Provided records:
──────────
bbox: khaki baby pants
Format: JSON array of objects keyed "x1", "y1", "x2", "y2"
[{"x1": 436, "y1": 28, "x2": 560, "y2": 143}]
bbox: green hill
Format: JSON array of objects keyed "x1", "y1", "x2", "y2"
──────────
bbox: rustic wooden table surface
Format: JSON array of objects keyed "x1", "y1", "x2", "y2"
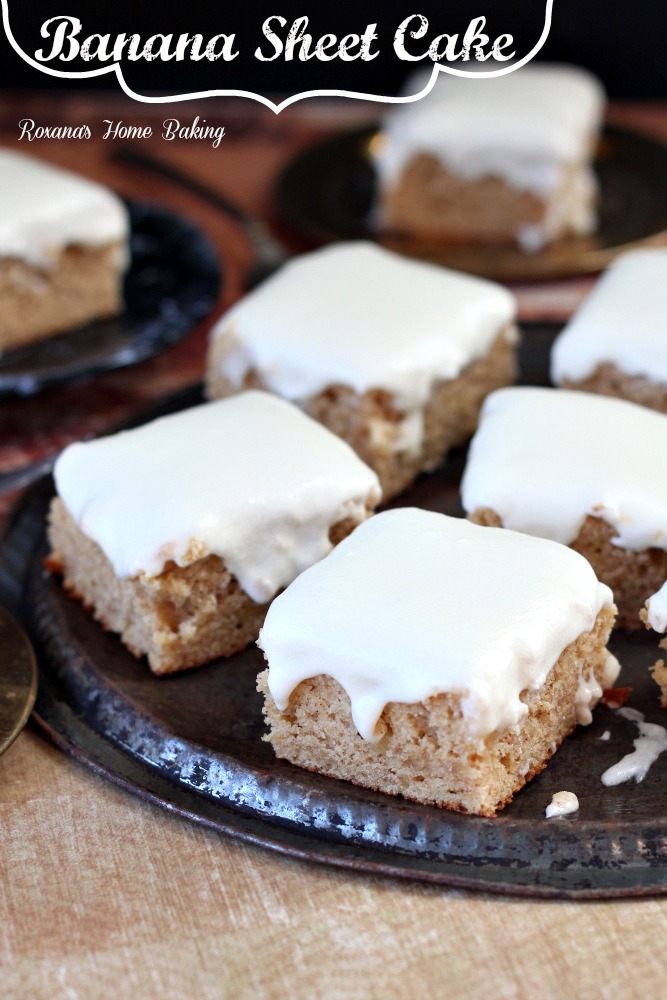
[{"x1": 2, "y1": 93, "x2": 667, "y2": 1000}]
──────────
Exercise directions: Go through the listing above and return every line where the word "bbox" occurs.

Output below:
bbox: khaki baby pants
bbox: green hill
bbox: rustic wooden table surface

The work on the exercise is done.